## WORK INSTRUCTIONS:
- a) In the router collet thread below, what upper and lower diameters are given for the 8mm collet?
- b) Using the router collet thread below, mark each statement yes or no and quote the words that decide it: (i) The router came with a 12mm collet. (ii) Sautershop still sells the 1/2" to 12mm sleeve. (iii) The Trend sleeve appears on Trend's site.
- c) Turn the paragraph of the router collet thread below that begins "Whilst in Australia" into a short bulleted list that keeps its main facts.

:: READING TEXT

# Collet help needed



## gav (Oct 12, 2009)

Whilst in Australia my brother kindly bought me an el cheapo chinese unbranded router. The specs are good and it runs well and came with over $100 of bits al for $75 !!
This is my dilema now. It came with a 1/2 inch collet, a 1/4 collet and an 8 mm collet. 
Very handy as I have a lot of 8mm bits as they are standard here in europe, and I was happy to be able to use the larger 1/2 bits that can be found quite cheaply on ebay.
I have since found a company in Holland that sells 12mm bits at reasonable prices and am now trying to find a 12mm collet for this router.

Here's a pic of the 8mm collet. Has anyone got collets like this for their router ? As mine is unbranded, I need to find a brand that uses these collets.
The upper diameter is 18mm and the lower 15mm if that helps.


----------



## Titus A Duxass (Jan 6, 2010)

Don't know about collets but Trend do a 1/2" to 12mm sleeve - I have one and it works well.


----------



## istracpsboss (Sep 14, 2008)

Crawford Collets probably do them but you'd need to see your bank manager first !

Those aren't like any of mine.

Cheers

Peter


----------



## dutchman 46 (May 23, 2007)

Is there a chance of finding a 1/2 inch to a MM sleeve that will work? It is just a thought. Then the question must be asked, How well dose the Colet work? Some of them to not work as well. because of the finish,


----------



## gav (Oct 12, 2009)

Titus A Duxass said:


> Don't know about collets but Trend do a 1/2" to 12mm sleeve - I have one and it works well.


Hmm, looked on their site and that one is not listed. Must be awfully like tin foil with only a 0.35 mm wall thickness.

Where did you get yours and how long ago ?


----------



## Titus A Duxass (Jan 6, 2010)

It appears that Trend no longer do them.
Sautershop still do them - 

– www.sautershop.de

It'll cost you 10 yoyos though + postage.

I've just had to buy another because I threw the last one out in some rubbish!
Doh!


----------



## dutchman 46 (May 23, 2007)

Hi Gavin! Here is a place that You may want to check out. You did not give a name, but I looked any. Give it a try!wood router bit products - Buy cheap wood router bit form wood router bit wholesalers from china

This one may be better, :http://www.chinasuppliers.globalsources.com/china-suppliers/Routers.htm


----------



## istracpsboss (Sep 14, 2008)

dutchman 46 said:


> This one may be better, :Routers China Manufacturers


I was intrigued by one of the listings 
Router
12mm Router with Input Power of 1,600W, Drill/Hammer Function and 230V Voltage

Must be for hardwoods ! VBG !

Cheers

Peter


----------



## dutchman 46 (May 23, 2007)

It's a bit different that I am used to!


----------



## istracpsboss (Sep 14, 2008)

Love the speeds on this one ! We have lift off!

::::
:: DATA

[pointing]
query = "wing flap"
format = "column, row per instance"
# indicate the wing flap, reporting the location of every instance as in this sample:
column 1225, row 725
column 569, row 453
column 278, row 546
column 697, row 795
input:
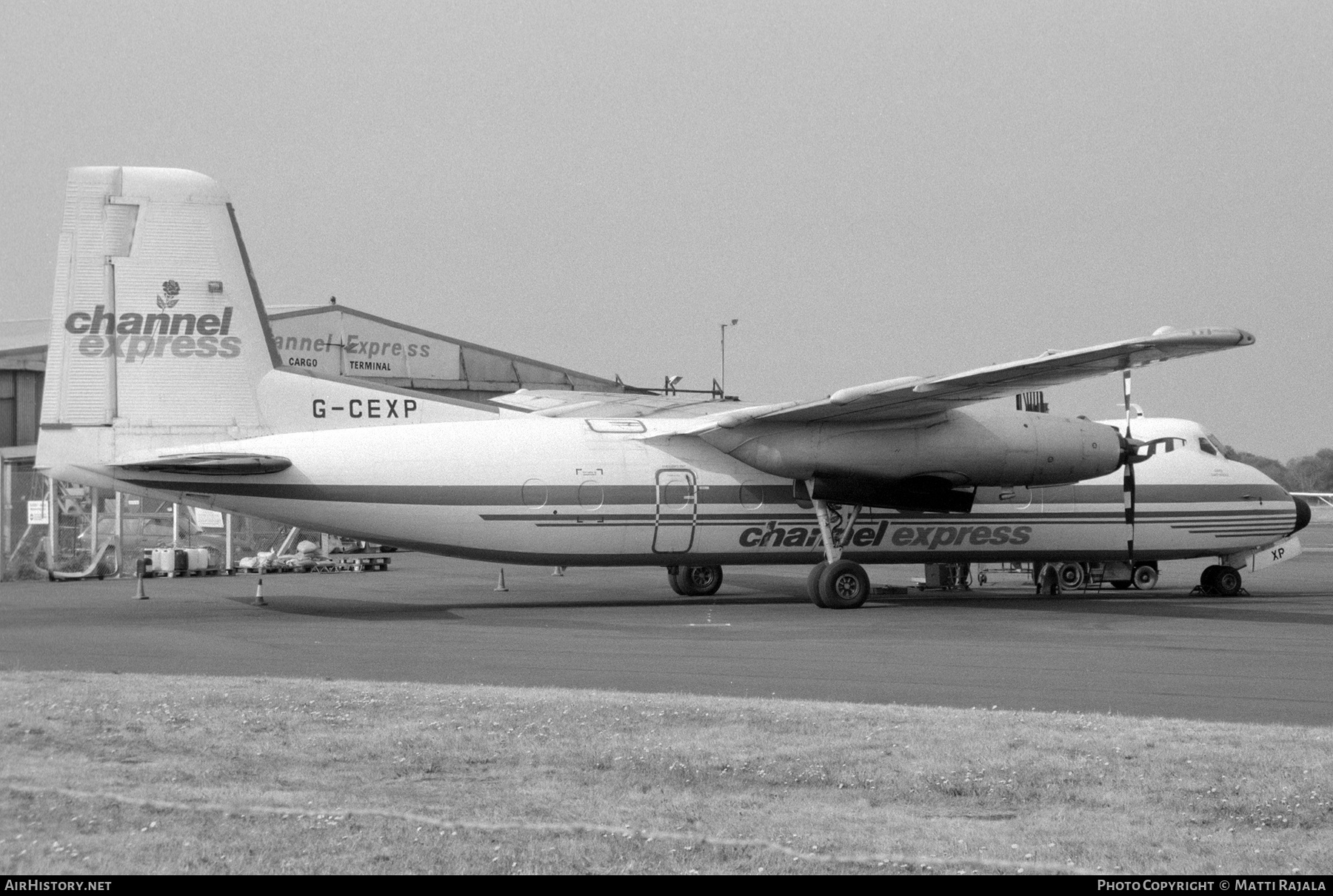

::::

## RESPONSES PER TASK:
- a) The upper diameter is 18mm and the lower is 15mm.

- b)
(i) No: "It came with a 1/2 inch collet, a 1/4 collet and an 8 mm collet."
(ii) Yes: "Sautershop still do them"
(iii) No: "looked on their site and that one is not listed."

- c)
- The poster's brother bought an unbranded Chinese router in Australia. It has good specs, runs well, and came with over $100 of bits, all for $75.
- It came with 1/2 inch, 1/4, and 8 mm collets.
- The 8mm collet is handy because the poster has many 8mm bits, which are standard in Europe. The 1/2 collet allows the use of larger 1/2 bits found cheaply on eBay.
- A company in Holland sells 12mm bits at reasonable prices, so the poster is now looking for a 12mm collet for this router.